▶ SHORT TASK A:
Update the passage of the name-standardization reference that begins at the words "Logical. Convert to" and stops after "ASCII. Default is TRUE.", changing "Logical" to "Boolean" throughout.

▶ TEXT PROVIDED:
--- start ---

Skip to contents

Applies a sequence of standardization steps to a vector of names. Each step can be enabled or disabled. By default, all steps are enabled.

Usage

standardize_names(
  name_vec,
  to_upper = TRUE,
  replace_punct = TRUE,
  squish_spaces = TRUE,
  normalize_accents = TRUE,
  normalize_spaces = TRUE,
  roman_to_arabic = TRUE,
  sort_tokens = TRUE
)

Arguments

name_vec

Atomic vector. Values to standardize.

to_upper

Logical. Convert to uppercase. Default is TRUE.

replace_punct

Logical. Replace punctuation with spaces. Default is TRUE.

squish_spaces

Logical. Trim/condense spaces. Default is TRUE.

normalize_accents

Logical. Convert accents to ASCII. Default is TRUE.

normalize_spaces

Logical. Normalize all space-like chars to " ". Default is TRUE.

roman_to_arabic

Logical. Convert roman numerals I..IX to 1..9 at token boundaries. Default is TRUE.

--- end ---

▶ SHORT TASK B:
Find every line of the records that contains the string "jeans", and copy each one.

Coordinate annotation entries
--- start ---

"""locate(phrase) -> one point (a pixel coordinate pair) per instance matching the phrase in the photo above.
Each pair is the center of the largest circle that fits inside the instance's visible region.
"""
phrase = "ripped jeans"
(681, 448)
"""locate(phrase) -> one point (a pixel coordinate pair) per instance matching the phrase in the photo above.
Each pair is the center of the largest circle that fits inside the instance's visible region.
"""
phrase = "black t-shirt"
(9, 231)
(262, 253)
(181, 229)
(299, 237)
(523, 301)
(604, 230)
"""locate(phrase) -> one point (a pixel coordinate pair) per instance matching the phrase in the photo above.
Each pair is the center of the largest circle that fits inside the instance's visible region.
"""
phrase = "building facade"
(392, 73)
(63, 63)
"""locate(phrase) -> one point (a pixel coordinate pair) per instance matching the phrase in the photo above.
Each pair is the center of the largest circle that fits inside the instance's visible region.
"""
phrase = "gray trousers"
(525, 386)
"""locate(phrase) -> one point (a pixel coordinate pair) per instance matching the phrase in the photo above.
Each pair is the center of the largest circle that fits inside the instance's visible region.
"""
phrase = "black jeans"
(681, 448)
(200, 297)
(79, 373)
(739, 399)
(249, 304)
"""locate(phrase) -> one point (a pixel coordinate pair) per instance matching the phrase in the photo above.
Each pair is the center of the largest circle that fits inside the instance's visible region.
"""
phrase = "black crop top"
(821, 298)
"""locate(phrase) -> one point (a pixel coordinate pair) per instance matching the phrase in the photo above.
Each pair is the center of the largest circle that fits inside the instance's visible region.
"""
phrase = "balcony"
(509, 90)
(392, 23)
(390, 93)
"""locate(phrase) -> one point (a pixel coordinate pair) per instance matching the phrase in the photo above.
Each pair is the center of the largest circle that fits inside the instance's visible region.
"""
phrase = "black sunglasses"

--- end ---

▶ COMPLETE RESPONSE A:
Boolean. Convert to uppercase. Default is TRUE.

replace_punct

Boolean. Replace punctuation with spaces. Default is TRUE.

squish_spaces

Boolean. Trim/condense spaces. Default is TRUE.

normalize_accents

Boolean. Convert accents to ASCII. Default is TRUE.

▶ COMPLETE RESPONSE B:
phrase = "ripped jeans"
phrase = "black jeans"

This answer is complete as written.